:: Document ::

Taking the carbon out of credit insurance
Shaking up the credit default swap market could amp fossil fuel firms' borrowing costs, making it harder for them to leverage up
Want Climate Risk Review in your inbox every Monday and Friday? Then please consider subscribing:
Decarbonising the economy means decarbonising credit. After all, climate-harming companies won’t be pushed to change their behaviour if they are allowed to borrow cash with no green strings attached.
But traditional loan origination is only part of the picture. A huge chunk of the financing big companies receive is through the sale of bonds and equity securities sold in capital markets. In the US, bonds alone accounted for 34% of all corporate debt financing in 2016.
Carbon-intensive firms are no strangers to this kind of funding. Take a look at Barclays’ latest climate-related financial disclosure. Loans and advances to oil and gas firms on the UK bank’s book amounted to $13.4 billion at end-2019. But it raised more — $20.1 billion — for the sector through the debt and equity markets that year.
Decarbonising credit therefore means decarbonising the capital markets, too. Financial institutions committed to the transition to a zero-carbon economy have made steps towards this goal, for example through the underwriting of green bonds: debt sold with the understanding that the proceeds will be used to fund climate-friendly activities, such as renewable energy projects.
But while innovations like these are good for funding sustainable businesses, they do nothing to alter the behaviour of ‘carbon hogs’.
There is, though, one corner of the capital markets where a shake-up could have an outsized influence on their borrowing habits.
This is the credit default swap (CDS) market. Simply put, a CDS is a contract that insures the buyer against the default of a corporate bond. If Company X welshes on its debt, the holder of a CDS contract on Company X will receive a payout that is the difference between the par value and market value of the defaulted-on bond obligation. In return for this coverage, a CDS seller charges the buyer regular premium payments.
Bondholders buy these derivatives to hedge their default risk. Speculators, on the other hand, sell the contracts to gain synthetic credit exposure.
CDS achieved notoriety as the “financial weapons of mass destruction” that sank US insurer AIG in 2009. At the market’s peak in 2007, there were $61 trillion of CDS notional outstanding. Following post-crisis regulations, it has shrunk dramatically. As of end-2019, CDS notional amounted to $7.6 trillion — 88% down from its zenith.
Of the current amount outstanding, around 54% are notionals tied to CDS indexes — contracts that provide protection on a series of bonds, instead of just one. These instruments are popular because they offer exposure to, or protection on, a broad swathe of corporate credit in one tidy package. Since the indexes are standardised, the contracts are traded over popular exchanges and cleared through central counterparties (unlike the bulk of single-name CDS), which makes them less risky and more convenient to investors.
The two leading indexes of US CDS are the CDX.NA.IG, which tracks investment-grade quality firms, and the CDX.NA.HY, which follows junk-rated corporates. The corresponding indexes for European CDS are the iTraxx Main and iTraxx Crossover.
So, what does all this have to do with the borrowing habits of carbon hogs?
First of all, studies suggest that CDS lower the cost of issuing bonds for covered corporates. The fact an investor can protect themselves from default by purchasing a matching CDS makes it less risky for them to hold the underlying, putting downward pressure on the bond price.

:::

__Tasks to perform__.
1. Reproduce word for word the passage of the article on decarbonizing credit that opens with the words containing "Decarbonising credit therefore" and closes with "renewable energy projects.".
2. According to the article on decarbonizing credit, how much CDS notional was outstanding at the market's peak in 2007?
The records play no part in this work.

:: Supplied records ::

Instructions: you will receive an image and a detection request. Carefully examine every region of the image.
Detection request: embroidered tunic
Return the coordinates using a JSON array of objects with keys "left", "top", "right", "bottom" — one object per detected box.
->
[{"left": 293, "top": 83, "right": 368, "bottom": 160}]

:::

__Outputs for the tasks__.
1.
Decarbonising credit therefore means decarbonising the capital markets, too. Financial institutions committed to the transition to a zero-carbon economy have made steps towards this goal, for example through the underwriting of green bonds: debt sold with the understanding that the proceeds will be used to fund climate-friendly activities, such as renewable energy projects.

2. $61 trillion